_OBJECTIF 1_:
Dans l'extrait sur la réaction des marchés, quel pourcentage des suffrages exprimés le NFP a-t-il obtenu ?
_OBJECTIF 2_:
Recopiez le passage de l'extrait sur la réaction des marchés compris entre « ERIC DOR. Effectivement, ça » et « dans le programme. », inclus.

Sur le plan économique, l’incertitude a paradoxalement rassuré les marchés. Dans la lignée de l’entre-deux tours : aucun des blocs ne disposant de majorité, personne ne pourra appliquer complètement son programme. Ceux du NFP et du RN rendaient les marchés très nerveux. Lundi matin, les voyants étaient plutôt au vert : aucun effondrement du CAC40, les actions des grandes banques étaient dans le vert, l’euro progressait par rapport au dollar, et le spread du taux à 10 ans se résorbait entre la France et l’Allemagne. Pas de panique alors ? Tout pourrait rapidement basculer si les marchés se rendent compte que la politique française est incapable de réaliser des compromis. Dette, productivité, compétitivité, déficit commercial, attractivité… la France fait face à de nombreux défis, dont celui de ne pas voir toute la politique d’Emmanuel Macron détricotée, notamment en matière de retraite.

TRENDS-TENDANCES. L’incertitude politique a été plutôt bien accueillie par les marchés, lundi matin. Ce n’est pas paradoxal ?

ERIC DOR. Effectivement, ça s’est plutôt bien passé. Les marchés ne voulaient pas du programme du RN ou du NFP. Pour eux, l’épouvantail, c’était une majorité absolue pour l’un des deux camps. C’était très clair pour celui du NFP, qui était contre les entreprises, pour une taxation importante des profits, pour le retour d’un impôt sur la fortune, pour l’augmentation du SMIC, et évidemment, pour l’abrogation totale de la réforme des retraites qui aurait coûté des dizaines de milliards d’euros. Un programme incroyablement coûteux. Sans oublier le refus d’appliquer le pacte de stabilité. C’était écrit noir sur blanc dans le programme.

Pourtant, Jean-Luc Mélenchon réclame déjà un Premier ministre qui appliquera son programme…

Désolé, mais ça n’a pas de sens. Le NFP, qui est déjà une alliance très hétérogène, n’a obtenu que 16,17% des électeurs inscrits et 25,68% des suffrages exprimés. La réalité, c’est que moins d’un Français sur cinq ayant le droit de vote s’est déplacé pour soutenir le programme du NFP. Et encore, beaucoup ont uniquement voulu faire barrage au RN. Tout le monde devrait avoir plus d’humilité. Dans tous les autres pays d’Europe, on a un Parlement fragmenté. Personne n’a de majorité absolue. Il faut donc faire une coalition et chacun doit mettre de l’eau dans son vin. En Allemagne, on a vu les écologistes siéger avec les libéraux, en Belgique pareil. On a beaucoup entendu les mélenchonistes, car voir une coalition se réaliser sans eux leur fait peur.

Et concernant le programme du RN ?

C’était plus flou, mais le programme était très protectionniste. Pour les grandes entreprises françaises, c’était perçu comme très dangereux. Dans les deux cas, les marchés en actions ont donc été soulagés.


Les marchés obligataires aussi d’ailleurs. Car, là encore, il n’existe pas de majorité absolue pour réaliser un programme de défi des règles budgétaires européennes. Alors que l’on sait que c’est tout l’inverse qu’il faut faire. La France, comme la Belgique, vient d’être épinglée par la Commission européenne dans une procédure pour déficit excessif. Et les nouvelles règles du Pacte de stabilité impliquent un effort assez considérable.

_Données enregistrées_:
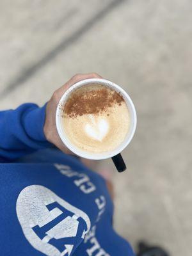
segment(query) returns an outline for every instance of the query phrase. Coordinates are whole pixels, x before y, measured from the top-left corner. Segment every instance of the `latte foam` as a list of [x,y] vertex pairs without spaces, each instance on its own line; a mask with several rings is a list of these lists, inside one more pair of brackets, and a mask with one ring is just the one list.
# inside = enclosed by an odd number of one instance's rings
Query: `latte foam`
[[[96,108],[97,106],[93,106],[93,98],[95,100],[101,89],[104,90],[106,97],[100,102],[102,108],[100,109]],[[101,153],[115,149],[124,140],[130,125],[129,112],[122,98],[120,100],[120,99],[118,100],[115,99],[120,95],[116,95],[115,93],[116,93],[111,89],[97,84],[82,87],[72,93],[70,97],[72,100],[73,97],[79,97],[79,102],[83,99],[84,104],[87,104],[79,112],[76,111],[76,100],[74,104],[70,105],[71,102],[68,102],[68,106],[70,106],[70,108],[65,112],[64,108],[63,129],[72,144],[88,152]],[[92,100],[89,99],[86,101],[86,93],[89,97],[91,95],[93,96]],[[100,100],[101,97],[99,97]],[[88,104],[90,102],[94,111]]]

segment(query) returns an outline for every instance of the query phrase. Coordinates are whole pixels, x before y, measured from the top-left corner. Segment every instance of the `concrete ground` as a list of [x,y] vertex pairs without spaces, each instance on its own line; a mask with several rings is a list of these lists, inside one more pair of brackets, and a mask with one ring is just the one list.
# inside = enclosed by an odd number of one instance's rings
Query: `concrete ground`
[[138,113],[114,181],[115,226],[172,256],[192,252],[192,2],[1,0],[0,108],[43,104],[78,72],[125,88]]

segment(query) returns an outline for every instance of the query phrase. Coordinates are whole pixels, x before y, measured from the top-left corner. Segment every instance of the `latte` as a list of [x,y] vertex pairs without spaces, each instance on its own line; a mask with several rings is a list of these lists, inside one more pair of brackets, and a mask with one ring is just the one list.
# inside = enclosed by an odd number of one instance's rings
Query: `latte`
[[100,84],[73,92],[63,108],[63,129],[70,141],[91,153],[111,152],[124,140],[130,115],[123,97]]

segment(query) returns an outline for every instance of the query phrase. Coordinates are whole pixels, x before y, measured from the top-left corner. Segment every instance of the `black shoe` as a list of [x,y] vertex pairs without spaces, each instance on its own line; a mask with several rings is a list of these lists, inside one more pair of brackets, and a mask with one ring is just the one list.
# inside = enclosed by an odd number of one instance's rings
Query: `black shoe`
[[150,246],[145,242],[140,241],[138,244],[137,256],[169,256],[169,254],[159,246]]

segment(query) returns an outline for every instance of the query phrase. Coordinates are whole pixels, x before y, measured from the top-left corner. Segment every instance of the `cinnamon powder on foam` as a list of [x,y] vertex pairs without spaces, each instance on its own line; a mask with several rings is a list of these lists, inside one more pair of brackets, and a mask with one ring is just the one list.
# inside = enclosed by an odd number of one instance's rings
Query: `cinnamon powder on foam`
[[[77,90],[72,93],[64,107],[65,116],[76,118],[86,114],[97,115],[107,111],[114,104],[121,105],[123,97],[116,92],[102,86],[97,90]],[[109,114],[108,114],[109,115]]]

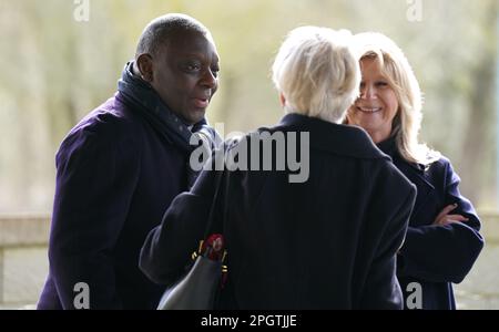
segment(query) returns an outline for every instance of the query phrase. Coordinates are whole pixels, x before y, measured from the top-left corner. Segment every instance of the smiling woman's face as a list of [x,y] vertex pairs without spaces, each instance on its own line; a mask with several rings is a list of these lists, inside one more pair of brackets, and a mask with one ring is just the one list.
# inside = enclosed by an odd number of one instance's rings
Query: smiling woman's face
[[388,138],[398,111],[397,95],[383,74],[377,59],[360,60],[360,96],[348,110],[348,124],[367,131],[375,143]]
[[211,39],[195,31],[175,33],[153,59],[151,85],[186,124],[204,117],[218,87],[218,54]]

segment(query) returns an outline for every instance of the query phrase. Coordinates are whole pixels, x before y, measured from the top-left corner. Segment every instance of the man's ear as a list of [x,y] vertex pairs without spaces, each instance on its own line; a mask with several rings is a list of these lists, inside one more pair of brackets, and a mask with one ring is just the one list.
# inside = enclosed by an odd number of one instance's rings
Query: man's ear
[[142,80],[144,80],[145,82],[151,83],[154,79],[153,76],[153,60],[151,54],[149,53],[143,53],[141,55],[139,55],[136,58],[136,66],[139,70],[139,75],[141,76]]

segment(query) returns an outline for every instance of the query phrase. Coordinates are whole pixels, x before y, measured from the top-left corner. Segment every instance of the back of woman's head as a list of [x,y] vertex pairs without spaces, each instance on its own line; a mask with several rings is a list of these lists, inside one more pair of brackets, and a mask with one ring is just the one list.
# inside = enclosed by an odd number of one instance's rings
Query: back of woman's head
[[272,70],[287,113],[340,123],[358,95],[360,71],[352,51],[352,34],[346,30],[292,30]]

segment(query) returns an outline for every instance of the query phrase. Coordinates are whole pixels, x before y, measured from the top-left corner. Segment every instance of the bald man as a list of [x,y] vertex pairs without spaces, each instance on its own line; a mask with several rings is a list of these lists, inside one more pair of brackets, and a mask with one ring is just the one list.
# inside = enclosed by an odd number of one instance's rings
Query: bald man
[[147,232],[190,188],[194,132],[218,87],[208,30],[183,14],[153,20],[116,94],[84,117],[57,154],[50,271],[38,309],[155,309],[163,288],[139,270]]

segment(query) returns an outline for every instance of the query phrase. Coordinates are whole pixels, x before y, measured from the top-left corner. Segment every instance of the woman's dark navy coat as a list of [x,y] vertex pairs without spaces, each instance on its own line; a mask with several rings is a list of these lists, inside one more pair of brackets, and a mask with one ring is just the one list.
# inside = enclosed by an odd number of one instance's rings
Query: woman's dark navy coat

_RÉPONSE ATTENDUE 1_:
25,68 % des suffrages exprimés.

_RÉPONSE ATTENDUE 2_:
ERIC DOR. Effectivement, ça s’est plutôt bien passé. Les marchés ne voulaient pas du programme du RN ou du NFP. Pour eux, l’épouvantail, c’était une majorité absolue pour l’un des deux camps. C’était très clair pour celui du NFP, qui était contre les entreprises, pour une taxation importante des profits, pour le retour d’un impôt sur la fortune, pour l’augmentation du SMIC, et évidemment, pour l’abrogation totale de la réforme des retraites qui aurait coûté des dizaines de milliards d’euros. Un programme incroyablement coûteux. Sans oublier le refus d’appliquer le pacte de stabilité. C’était écrit noir sur blanc dans le programme.